* begin Material for this exercise *

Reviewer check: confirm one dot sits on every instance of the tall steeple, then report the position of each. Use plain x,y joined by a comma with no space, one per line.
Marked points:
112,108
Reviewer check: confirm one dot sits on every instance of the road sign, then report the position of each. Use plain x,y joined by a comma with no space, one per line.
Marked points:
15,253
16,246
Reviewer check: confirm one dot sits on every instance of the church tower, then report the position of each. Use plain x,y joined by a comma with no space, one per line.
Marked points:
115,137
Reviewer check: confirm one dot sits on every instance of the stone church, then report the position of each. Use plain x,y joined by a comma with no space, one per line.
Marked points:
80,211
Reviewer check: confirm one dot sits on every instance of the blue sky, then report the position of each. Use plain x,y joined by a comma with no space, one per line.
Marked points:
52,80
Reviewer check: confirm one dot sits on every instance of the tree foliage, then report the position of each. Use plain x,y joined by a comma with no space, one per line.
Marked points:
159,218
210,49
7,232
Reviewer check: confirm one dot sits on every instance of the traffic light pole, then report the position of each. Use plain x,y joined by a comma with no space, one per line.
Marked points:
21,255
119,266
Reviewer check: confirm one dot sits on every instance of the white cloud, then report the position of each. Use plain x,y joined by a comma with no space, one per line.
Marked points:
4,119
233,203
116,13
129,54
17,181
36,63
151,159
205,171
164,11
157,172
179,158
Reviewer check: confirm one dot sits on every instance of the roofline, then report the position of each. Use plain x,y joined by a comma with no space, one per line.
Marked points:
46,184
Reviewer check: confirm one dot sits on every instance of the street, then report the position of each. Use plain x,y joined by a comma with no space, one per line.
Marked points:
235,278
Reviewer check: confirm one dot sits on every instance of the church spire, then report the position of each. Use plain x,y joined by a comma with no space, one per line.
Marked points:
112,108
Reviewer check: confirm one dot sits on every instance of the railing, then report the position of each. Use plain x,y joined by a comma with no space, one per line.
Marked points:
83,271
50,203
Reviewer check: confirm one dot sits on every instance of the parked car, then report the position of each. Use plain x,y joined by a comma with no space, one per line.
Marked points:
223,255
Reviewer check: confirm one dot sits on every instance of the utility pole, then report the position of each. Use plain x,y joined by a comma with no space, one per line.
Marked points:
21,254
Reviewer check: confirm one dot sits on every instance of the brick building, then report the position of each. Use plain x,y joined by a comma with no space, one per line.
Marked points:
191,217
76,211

* end Material for this exercise *

Please repeat only the lines from the one containing "of the utility" through the last line of the rows, both included, with the request lines unchanged. Multiply each marked point coordinate by 2.1 and round it to a whole number, with halves rounded up.

Reviewer check: confirm one dot sits on every instance of the utility pole, then report the position of each. Use plain x,y joined by a comma with no space, one per line.
Marked points:
44,533
Reviewer check: confirm one dot sits on every instance of the brick building, then report the position of each. Use plain x,y joined by a comma with no space, one per line.
Marked points:
401,456
160,443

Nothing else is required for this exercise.